Copy the rows below with "drop one marker per instance" swapped for "place a single point on each instance" wherever it occurs, changing nothing else. Leave out the pictures.

####

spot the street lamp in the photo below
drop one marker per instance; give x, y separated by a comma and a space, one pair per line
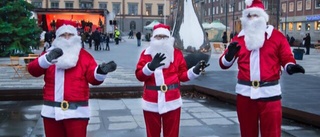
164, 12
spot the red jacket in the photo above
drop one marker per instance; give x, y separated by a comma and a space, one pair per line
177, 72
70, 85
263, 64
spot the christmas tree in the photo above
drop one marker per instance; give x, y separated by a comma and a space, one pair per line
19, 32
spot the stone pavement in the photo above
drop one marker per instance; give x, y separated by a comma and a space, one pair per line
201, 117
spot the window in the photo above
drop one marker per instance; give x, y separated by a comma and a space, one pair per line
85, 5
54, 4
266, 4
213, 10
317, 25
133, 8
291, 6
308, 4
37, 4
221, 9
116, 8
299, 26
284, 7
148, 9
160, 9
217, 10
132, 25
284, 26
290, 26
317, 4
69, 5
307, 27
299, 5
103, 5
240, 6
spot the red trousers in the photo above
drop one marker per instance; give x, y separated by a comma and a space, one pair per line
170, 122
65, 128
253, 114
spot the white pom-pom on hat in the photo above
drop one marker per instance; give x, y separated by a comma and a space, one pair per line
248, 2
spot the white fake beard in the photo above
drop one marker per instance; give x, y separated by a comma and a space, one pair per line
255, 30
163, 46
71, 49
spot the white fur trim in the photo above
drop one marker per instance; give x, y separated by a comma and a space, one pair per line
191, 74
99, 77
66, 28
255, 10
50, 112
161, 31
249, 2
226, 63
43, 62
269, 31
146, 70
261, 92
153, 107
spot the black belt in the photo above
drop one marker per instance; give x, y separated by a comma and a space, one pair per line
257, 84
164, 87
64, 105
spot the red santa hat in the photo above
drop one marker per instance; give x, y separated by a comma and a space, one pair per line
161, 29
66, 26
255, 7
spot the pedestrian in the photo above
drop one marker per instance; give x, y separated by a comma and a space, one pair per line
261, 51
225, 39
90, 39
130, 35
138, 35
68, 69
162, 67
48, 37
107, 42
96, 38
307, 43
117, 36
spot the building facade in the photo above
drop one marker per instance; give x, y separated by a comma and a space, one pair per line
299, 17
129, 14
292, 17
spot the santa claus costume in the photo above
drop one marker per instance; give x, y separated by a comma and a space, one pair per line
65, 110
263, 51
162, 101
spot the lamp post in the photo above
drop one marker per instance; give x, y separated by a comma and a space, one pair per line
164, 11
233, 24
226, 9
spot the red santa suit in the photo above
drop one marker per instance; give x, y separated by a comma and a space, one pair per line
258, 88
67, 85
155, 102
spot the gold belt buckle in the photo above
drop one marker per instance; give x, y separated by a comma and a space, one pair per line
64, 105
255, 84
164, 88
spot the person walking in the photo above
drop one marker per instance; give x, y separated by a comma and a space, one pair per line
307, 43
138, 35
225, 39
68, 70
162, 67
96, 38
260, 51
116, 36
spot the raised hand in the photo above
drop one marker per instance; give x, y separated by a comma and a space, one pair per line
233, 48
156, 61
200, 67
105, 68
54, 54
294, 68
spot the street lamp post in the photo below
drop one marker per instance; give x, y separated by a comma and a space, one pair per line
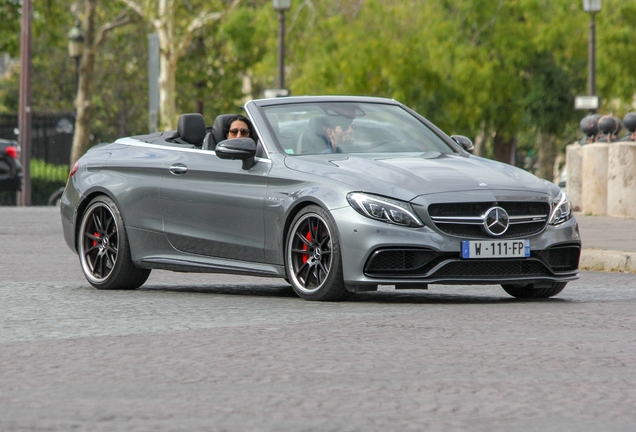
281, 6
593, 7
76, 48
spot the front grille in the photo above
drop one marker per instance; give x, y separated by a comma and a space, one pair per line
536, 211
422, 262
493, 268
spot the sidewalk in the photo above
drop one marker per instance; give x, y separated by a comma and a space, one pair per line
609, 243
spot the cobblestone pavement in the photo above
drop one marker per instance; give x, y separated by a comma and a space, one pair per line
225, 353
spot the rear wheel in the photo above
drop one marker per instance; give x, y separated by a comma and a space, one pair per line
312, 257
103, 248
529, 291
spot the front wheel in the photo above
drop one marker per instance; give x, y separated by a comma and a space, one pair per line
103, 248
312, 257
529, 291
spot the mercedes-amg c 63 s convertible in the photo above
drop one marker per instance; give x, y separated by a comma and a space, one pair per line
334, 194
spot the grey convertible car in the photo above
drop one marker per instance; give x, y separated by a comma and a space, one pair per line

####

**Written solution**
spot the street lamp in the photo below
place a single point on each instance; give x, y separated by a comma and a space, one pair per line
164, 12
spot the red jacket in the photo above
place a single point on each instance; give x, y separated by a comma and a space, one pair per line
177, 72
70, 85
263, 64
spot the christmas tree in the photo above
place a single point on each instance; give x, y separated by a comma and a space, one pair per line
19, 32
spot the stone pavement in the photo above
place a single point on each instance; give x, y separated by a comma and a space, one pair per line
201, 117
spot the window in the photo above
place a single point on each instance; give x, y separated by a comma and a space, one pair per line
85, 5
54, 4
266, 4
213, 10
317, 25
133, 8
291, 6
308, 4
37, 4
221, 9
116, 8
299, 26
284, 7
148, 9
160, 9
217, 10
132, 25
284, 26
290, 26
317, 4
69, 5
307, 27
299, 5
103, 5
240, 6
spot the red trousers in the photo above
place a single point on each instance; give x, y separated by a comma and a space, one pair per line
170, 122
65, 128
253, 114
spot the white pom-pom on hat in the photo above
place a single point on each instance; give x, y separated by a comma and a space, one pair per line
248, 2
spot the white fake beard in the photo above
place a single point on each instance; give x, y separated by a comma and a space, one pair per line
255, 30
163, 46
71, 49
spot the white fur trim in the photo above
place a single point on each instance; give x, y separated by a comma and a space, one pair per line
191, 74
99, 77
66, 28
255, 10
50, 112
161, 31
249, 2
226, 63
43, 62
269, 31
146, 70
261, 92
153, 107
spot the black belt in the photo above
place a single point on each instance; give x, y separated by a comma and a space, one pair per line
257, 84
164, 87
64, 105
spot the red santa hat in the photo above
place a single point on each instance; give x, y separated by a comma and a space, one pair per line
161, 29
66, 26
255, 7
spot the pedestrian in the photo above
place a single point on each instance; give x, y separated by a comma and a space, one pair per line
261, 51
225, 39
90, 39
130, 35
138, 35
68, 69
162, 67
48, 37
107, 42
96, 38
307, 43
117, 36
spot the building facade in the photo above
place a single point on each instance; give x, y separated by a comma and a space, one pair per line
299, 17
129, 14
292, 17
spot the santa claus costume in the photo above
place a single point on each instance; give x, y separated by a comma and a space, one pair per line
65, 110
263, 51
162, 101
spot the lamp post in the photo above
place a single point on each instance; give x, y separated by a comma and a space, one pair per line
164, 11
233, 24
226, 9
spot the red santa suit in the photo above
place a single point on each instance; give x, y separated by a comma and a space, one pair per line
258, 88
67, 85
155, 102
spot the gold belt buckle in the photo above
place a single point on each instance; give x, y separated by a comma and a space, one pair per line
64, 105
255, 84
164, 88
spot the person walking in the photo above
place a single point on each instance; give x, y separated by a comma and a space, one pair per line
307, 43
138, 35
225, 39
68, 70
162, 67
96, 38
260, 51
116, 36
spot the raised hand in the photo above
place a single point on each instance; give x, y separated by a comma and a space, one pair per line
233, 48
156, 61
200, 67
105, 68
54, 54
294, 68
spot the street lamp post in the photo below
place a single point on each instance; give x, y separated by a comma and a space, one pair per line
281, 6
593, 7
76, 48
spot the front grille in the photo above
place a single point on each instance; give x, y separated by a comma and a space, one pair per line
536, 211
422, 262
493, 268
spot the sidewalk in the photo above
place a single point on each instance; give x, y separated by a comma and a space, one pair per line
609, 243
spot the cobblestone pavement in the photo above
place a single point on each instance; give x, y separated by a comma and a space, one pair per line
225, 353
spot the rear wheel in the photo above
place a single point on each instance; give x, y separated by a comma and a space, one pair per line
312, 257
103, 248
529, 291
spot the front wheel in the photo above
place a single point on each instance; give x, y separated by a comma and a space, one pair per line
103, 248
312, 257
529, 291
spot the mercedes-amg c 63 s convertible in the photo above
place a single point on each instance; give x, y separated by a comma and a space, one pair per line
334, 194
spot the grey convertible car in the photo above
place a single point on each instance; give x, y separated by a comma and a space, one pair per line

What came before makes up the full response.